____ Texto citado

CITAÇÃO EDITAL
NULIDADE PROCESSUAL
Sumário

É nula a citação edital de interessado em inventário onde não foi afixado edital à porta da sua última residência conhecida no país, pois tal omissão pode prejudicar a defesa do citando.

Texto Integral

Acordam, em Conferência, no Supremo Tribunal de
Justiça:
No inventário obrigatório instaurado no Tribunal Judicial da Comarca de Viana do Castelo por óbito de A, o requerimento de B e no qual exerce as funções de cabeça de casal C esta indicou como interessado, entre outros, D, residente em.
Expedida carta registada com aviso de recepção para sua citação, esta veio devolvida.
Em face disso foi a cabeça de casal notificada para indicar a actual morada da referida interessada, tendo esta vindo dizer que era aquela que já havia indicado.
Expedida nova carta registada com aviso de recepção para citação, esta veio igualmente devolvida.
Em face disso foi cumprido o disposto no artigo 239 n.
3 do Código de Processo Civil.
A Guarda Nacional Republicana a quem foi solicitada informação sobre se era ou não conhecida a actual residência de D informou que esta residia em parte incerta de França mas tinha tido residência no lugar de Lordelo da freguesia de Chafé do concelho de
Viana do Castelo. Em face desta informação foi ordenada a citação edital da D.
Para o efeito foram afixados dois editais, um à porta do Tribunal Judicial de Viana do Castelo e outro à porta da sede da Junta de Freguesia da freguesia de
Chafé.
Decorrido o prazo dos éditos foi nomeado curador à D, tendo ela sido citada na pessoa deste.
Feita a descrição de bens e porque na conferência de interessados não houve acordo sobre a composição dos quinhões efectuaram-se licitações.
O único bem descrito foi licitado pela cabeça de casal por 4100000 escudos.
Do valor dos bens cabiam três quartos à D.
Elaborado o mapa da partilha veio ela arguir a nulidade da citação edital por, nos termos do artigo 245 n. 3 do
Código de Processo Civil, a cabeça de casal não ter indicado correctamente a última residência do citando em Portugal e, ainda, por não ter sido afixado qualquer edital à porta da casa da sua residência neste país. O Excelentíssimo Juiz desatendeu o pedido. Inconformada, a D recorreu da citada decisão, tendo o recurso sido admitido como agravo e com subida diferida.
Recorreu igualmente a referida D da sentença homologatória da partilha.
A Relação deu provimento ao agravo ordenando a substituição do despacho recorrido por outro que
"anule todo o processado a partir da descrição dos bens e ordene a citação pessoal da recorrente para os termos do inventário" e não conhecem do objecto da apelação.
Inconformados, a cabeça de casal e o representante do inventário interpuseram recurso desta decisão, na parte em que negou provimento ao agravo.
Nas suas alegações apresentaram as seguintes conclusões:
1- A citação edital foi correctamente empregue.
2- Não existiu nos autos qualquer irregularidade ou omissão susceptível de pôr em causa a citação edital empregue ou de causar qualquer prejuízo à interessada D;
3- A interessada D sempre esteve representada nos autos através de um curador que lhe foi nomeado e exerceu as suas funções;
4- Ao decidir de forma diversa, o acórdão da Relação violou o disposto nos artigos 228-A e 198 n. 2 do
Código de Processo Civil.

________
____ Registos do exercício

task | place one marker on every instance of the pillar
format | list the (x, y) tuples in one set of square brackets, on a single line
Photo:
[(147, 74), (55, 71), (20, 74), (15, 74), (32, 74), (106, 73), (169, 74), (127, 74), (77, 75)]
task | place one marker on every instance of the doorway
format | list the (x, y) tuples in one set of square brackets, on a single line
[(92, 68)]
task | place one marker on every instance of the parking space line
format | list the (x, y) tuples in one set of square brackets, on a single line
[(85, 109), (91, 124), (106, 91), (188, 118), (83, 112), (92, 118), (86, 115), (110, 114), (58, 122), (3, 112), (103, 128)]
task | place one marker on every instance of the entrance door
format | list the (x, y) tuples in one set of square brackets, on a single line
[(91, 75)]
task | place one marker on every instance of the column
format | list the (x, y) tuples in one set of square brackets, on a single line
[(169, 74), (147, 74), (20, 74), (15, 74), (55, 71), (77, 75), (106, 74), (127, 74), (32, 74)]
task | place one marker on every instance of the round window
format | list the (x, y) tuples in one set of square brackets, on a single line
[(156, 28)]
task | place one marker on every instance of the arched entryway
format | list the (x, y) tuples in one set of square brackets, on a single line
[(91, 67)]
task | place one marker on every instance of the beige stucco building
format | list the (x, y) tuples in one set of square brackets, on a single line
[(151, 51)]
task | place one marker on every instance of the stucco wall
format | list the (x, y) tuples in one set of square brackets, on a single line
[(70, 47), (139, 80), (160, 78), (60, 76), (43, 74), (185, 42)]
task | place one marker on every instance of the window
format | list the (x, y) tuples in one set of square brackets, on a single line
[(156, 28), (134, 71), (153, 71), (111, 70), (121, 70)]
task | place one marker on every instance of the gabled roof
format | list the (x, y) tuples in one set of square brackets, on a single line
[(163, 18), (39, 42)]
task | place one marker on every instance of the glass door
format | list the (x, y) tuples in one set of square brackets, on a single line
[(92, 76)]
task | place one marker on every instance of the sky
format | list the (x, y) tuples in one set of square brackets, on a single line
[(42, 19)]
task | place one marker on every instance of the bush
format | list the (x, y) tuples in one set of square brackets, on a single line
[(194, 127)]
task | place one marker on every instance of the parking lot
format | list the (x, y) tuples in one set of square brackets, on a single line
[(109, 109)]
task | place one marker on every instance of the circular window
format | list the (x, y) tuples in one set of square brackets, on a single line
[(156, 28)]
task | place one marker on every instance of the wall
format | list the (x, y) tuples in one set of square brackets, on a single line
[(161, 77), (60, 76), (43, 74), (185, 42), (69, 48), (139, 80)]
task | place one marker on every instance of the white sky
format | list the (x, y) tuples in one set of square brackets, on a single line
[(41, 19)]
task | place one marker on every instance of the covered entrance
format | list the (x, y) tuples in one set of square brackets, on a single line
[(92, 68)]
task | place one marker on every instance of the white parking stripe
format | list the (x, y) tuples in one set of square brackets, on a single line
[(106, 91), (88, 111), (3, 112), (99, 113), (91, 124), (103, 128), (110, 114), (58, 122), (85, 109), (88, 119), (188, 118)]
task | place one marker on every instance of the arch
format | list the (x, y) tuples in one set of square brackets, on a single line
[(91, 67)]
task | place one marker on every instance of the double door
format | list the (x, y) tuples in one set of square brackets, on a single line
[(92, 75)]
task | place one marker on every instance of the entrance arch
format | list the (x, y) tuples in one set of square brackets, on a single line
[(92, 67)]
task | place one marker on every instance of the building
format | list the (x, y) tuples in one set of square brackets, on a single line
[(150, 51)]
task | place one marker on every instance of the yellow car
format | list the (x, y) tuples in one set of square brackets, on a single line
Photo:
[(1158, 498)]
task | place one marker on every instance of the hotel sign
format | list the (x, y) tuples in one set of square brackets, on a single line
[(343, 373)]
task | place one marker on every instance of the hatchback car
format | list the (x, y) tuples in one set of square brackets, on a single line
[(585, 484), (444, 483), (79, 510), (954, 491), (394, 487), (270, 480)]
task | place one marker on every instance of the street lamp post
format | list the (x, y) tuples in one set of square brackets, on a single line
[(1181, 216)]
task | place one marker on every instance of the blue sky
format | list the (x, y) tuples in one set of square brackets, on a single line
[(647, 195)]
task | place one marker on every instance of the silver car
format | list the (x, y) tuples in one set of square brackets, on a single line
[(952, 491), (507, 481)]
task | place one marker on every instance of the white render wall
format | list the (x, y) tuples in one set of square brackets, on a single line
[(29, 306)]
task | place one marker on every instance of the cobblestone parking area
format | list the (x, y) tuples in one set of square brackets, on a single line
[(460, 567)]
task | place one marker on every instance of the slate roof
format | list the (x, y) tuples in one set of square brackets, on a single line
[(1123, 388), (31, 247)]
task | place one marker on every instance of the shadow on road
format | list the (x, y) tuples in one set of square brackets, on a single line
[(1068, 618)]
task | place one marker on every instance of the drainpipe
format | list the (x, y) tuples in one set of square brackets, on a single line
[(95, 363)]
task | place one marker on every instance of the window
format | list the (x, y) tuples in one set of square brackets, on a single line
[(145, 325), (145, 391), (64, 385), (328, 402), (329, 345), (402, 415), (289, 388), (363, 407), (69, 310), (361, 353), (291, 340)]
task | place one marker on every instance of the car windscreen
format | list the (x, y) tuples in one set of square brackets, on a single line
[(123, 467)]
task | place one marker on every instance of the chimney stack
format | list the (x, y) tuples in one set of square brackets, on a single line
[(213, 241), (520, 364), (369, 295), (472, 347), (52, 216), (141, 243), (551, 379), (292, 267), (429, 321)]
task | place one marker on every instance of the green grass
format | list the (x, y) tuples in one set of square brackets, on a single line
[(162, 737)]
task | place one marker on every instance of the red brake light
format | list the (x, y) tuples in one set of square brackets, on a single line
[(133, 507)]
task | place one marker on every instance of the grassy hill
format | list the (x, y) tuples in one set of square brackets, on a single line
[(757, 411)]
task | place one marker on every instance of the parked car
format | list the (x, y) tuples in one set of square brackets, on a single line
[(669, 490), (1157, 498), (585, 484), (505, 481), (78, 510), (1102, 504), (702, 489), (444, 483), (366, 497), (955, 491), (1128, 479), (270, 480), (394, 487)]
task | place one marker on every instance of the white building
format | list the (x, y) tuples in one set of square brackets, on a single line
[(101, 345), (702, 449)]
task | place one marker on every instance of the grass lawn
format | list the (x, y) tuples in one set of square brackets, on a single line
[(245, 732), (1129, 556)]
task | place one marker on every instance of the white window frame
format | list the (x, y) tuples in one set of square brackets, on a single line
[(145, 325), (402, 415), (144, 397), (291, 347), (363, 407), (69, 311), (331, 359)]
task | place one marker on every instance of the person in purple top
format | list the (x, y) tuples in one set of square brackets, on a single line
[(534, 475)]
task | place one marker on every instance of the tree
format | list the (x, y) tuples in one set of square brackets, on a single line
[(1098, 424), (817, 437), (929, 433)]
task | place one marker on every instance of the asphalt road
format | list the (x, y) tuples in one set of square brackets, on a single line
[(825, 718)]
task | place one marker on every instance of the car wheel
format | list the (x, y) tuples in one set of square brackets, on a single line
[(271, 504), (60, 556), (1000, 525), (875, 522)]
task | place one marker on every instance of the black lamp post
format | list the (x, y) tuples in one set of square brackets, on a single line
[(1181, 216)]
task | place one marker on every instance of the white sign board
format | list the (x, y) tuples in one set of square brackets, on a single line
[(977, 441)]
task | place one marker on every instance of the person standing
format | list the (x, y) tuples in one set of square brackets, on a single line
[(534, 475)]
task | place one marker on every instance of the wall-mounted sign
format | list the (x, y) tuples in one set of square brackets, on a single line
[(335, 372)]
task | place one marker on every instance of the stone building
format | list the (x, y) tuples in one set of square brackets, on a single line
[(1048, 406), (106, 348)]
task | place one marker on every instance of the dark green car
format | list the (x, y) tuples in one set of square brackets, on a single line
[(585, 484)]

________
____ Registos do exercício

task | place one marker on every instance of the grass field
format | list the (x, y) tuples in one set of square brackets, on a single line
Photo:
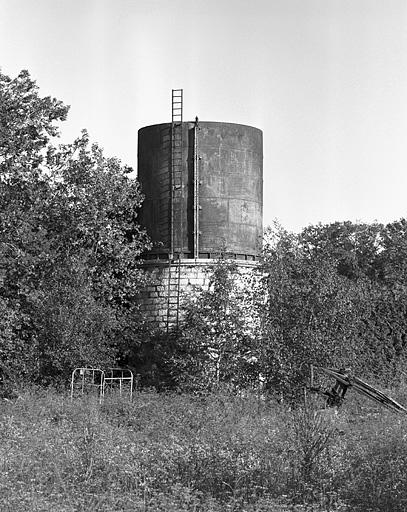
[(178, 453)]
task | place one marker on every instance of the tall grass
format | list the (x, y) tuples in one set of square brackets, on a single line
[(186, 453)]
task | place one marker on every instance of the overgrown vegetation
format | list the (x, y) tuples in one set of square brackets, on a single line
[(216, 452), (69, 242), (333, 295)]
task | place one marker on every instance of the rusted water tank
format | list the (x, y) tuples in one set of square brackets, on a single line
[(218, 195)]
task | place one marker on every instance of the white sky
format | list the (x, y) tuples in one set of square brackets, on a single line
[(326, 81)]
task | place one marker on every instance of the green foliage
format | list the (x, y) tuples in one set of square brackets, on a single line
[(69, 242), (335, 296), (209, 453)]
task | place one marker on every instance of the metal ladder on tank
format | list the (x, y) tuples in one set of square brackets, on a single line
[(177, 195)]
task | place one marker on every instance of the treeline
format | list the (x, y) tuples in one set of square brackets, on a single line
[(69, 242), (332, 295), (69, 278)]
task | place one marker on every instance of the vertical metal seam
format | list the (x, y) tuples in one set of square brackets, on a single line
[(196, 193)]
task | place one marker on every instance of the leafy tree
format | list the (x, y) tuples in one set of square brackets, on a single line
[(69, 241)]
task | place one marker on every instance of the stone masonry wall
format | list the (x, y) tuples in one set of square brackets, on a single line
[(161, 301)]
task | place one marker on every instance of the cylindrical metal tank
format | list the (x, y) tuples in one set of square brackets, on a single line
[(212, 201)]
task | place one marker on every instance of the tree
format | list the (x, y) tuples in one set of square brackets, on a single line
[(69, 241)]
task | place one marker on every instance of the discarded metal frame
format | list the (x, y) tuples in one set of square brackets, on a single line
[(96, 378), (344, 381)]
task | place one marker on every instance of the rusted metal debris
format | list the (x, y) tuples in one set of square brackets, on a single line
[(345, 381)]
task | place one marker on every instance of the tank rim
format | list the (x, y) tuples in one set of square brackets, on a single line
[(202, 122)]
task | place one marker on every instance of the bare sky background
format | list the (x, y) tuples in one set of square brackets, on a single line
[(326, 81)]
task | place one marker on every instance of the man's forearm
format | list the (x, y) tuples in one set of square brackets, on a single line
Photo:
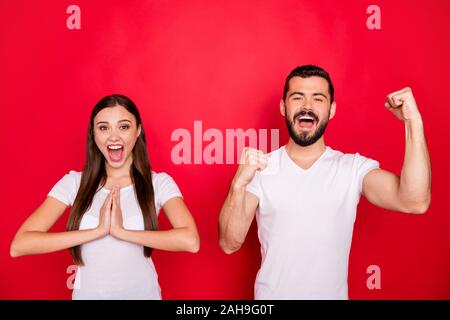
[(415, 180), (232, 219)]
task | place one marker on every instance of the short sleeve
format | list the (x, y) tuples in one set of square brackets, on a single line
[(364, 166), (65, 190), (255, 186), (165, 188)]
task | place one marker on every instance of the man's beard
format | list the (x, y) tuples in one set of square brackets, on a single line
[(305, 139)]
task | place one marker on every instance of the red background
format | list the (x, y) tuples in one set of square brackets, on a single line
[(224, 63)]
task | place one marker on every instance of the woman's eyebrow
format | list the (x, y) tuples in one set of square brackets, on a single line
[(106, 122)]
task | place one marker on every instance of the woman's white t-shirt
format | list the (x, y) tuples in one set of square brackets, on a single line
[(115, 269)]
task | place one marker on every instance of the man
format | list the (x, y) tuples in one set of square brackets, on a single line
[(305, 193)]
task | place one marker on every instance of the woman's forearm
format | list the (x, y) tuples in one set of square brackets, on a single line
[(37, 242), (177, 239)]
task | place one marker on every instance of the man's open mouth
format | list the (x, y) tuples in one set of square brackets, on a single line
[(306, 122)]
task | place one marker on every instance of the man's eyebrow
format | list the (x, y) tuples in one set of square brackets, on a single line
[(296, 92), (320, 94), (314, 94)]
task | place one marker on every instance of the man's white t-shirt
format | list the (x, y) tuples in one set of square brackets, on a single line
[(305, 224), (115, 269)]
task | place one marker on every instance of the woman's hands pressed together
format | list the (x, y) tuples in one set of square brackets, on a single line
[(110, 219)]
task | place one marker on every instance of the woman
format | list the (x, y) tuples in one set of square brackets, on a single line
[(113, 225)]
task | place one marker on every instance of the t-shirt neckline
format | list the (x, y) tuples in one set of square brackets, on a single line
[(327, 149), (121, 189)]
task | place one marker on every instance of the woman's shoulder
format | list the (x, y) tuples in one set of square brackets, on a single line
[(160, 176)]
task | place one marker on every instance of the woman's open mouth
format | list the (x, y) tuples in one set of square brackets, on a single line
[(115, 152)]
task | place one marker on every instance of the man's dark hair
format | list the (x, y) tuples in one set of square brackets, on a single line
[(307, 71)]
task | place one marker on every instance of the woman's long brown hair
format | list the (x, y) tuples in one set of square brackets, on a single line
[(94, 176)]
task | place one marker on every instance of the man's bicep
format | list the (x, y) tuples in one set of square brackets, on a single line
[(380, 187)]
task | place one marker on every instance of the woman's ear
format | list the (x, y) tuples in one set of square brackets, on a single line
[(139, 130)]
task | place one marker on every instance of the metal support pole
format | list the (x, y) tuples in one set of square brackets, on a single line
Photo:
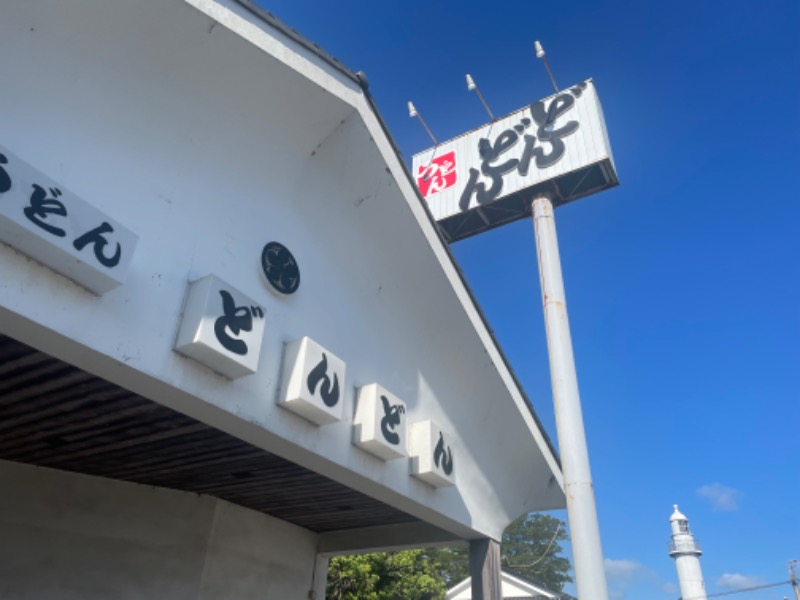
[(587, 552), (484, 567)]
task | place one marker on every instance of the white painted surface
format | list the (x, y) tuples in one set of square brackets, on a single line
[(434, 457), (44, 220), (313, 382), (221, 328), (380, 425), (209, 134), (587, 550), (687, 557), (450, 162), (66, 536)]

________
____ Registos do exercício

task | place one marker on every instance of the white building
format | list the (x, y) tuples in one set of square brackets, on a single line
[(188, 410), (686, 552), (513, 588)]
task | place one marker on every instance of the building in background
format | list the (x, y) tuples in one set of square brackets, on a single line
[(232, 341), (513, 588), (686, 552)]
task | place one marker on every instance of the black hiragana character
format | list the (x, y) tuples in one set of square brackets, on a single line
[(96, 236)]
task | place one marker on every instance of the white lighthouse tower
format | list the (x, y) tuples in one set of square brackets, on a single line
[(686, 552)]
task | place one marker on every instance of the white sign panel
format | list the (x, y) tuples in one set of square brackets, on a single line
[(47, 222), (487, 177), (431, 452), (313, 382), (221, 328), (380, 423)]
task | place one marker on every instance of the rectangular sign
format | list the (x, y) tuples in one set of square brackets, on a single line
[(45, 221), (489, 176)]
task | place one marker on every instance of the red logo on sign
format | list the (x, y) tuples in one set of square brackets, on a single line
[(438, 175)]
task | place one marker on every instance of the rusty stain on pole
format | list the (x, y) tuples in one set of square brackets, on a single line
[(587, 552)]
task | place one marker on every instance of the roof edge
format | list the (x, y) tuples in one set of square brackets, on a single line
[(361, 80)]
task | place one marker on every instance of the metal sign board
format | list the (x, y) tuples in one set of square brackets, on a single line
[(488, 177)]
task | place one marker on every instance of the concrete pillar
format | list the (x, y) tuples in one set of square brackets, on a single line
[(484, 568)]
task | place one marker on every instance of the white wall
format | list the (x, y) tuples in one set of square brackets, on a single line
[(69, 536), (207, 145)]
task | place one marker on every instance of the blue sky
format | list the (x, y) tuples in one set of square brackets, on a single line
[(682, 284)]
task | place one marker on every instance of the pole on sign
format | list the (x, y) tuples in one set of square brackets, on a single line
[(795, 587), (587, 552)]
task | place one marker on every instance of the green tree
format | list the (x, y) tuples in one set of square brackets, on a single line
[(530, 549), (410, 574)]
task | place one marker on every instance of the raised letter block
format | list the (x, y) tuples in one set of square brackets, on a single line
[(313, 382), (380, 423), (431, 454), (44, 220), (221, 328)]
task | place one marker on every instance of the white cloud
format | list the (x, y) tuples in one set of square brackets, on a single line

________

● Tarefa 1: Reproduza o trecho do acórdão sobre a citação edital de "Texto Integral" a "veio igualmente devolvida.".
● Tarefa 2: Reescreva as entradas da linha com "task | place one marker on every instance of the wall-mounted" à linha com "[(585, 484)]" como uma lista JSON de strings, uma por linha e sem as linhas em branco.

● Resultado correto 1:
Texto Integral

Acordam, em Conferência, no Supremo Tribunal de
Justiça:
No inventário obrigatório instaurado no Tribunal Judicial da Comarca de Viana do Castelo por óbito de A, o requerimento de B e no qual exerce as funções de cabeça de casal C esta indicou como interessado, entre outros, D, residente em.
Expedida carta registada com aviso de recepção para sua citação, esta veio devolvida.
Em face disso foi a cabeça de casal notificada para indicar a actual morada da referida interessada, tendo esta vindo dizer que era aquela que já havia indicado.
Expedida nova carta registada com aviso de recepção para citação, esta veio igualmente devolvida.

● Resultado correto 2:
[
  "task | place one marker on every instance of the wall-mounted sign",
  "format | list the (x, y) tuples in one set of square brackets, on a single line",
  "[(335, 372)]",
  "task | place one marker on every instance of the stone building",
  "format | list the (x, y) tuples in one set of square brackets, on a single line",
  "[(1048, 406), (106, 348)]",
  "task | place one marker on every instance of the dark green car",
  "format | list the (x, y) tuples in one set of square brackets, on a single line",
  "[(585, 484)]"
]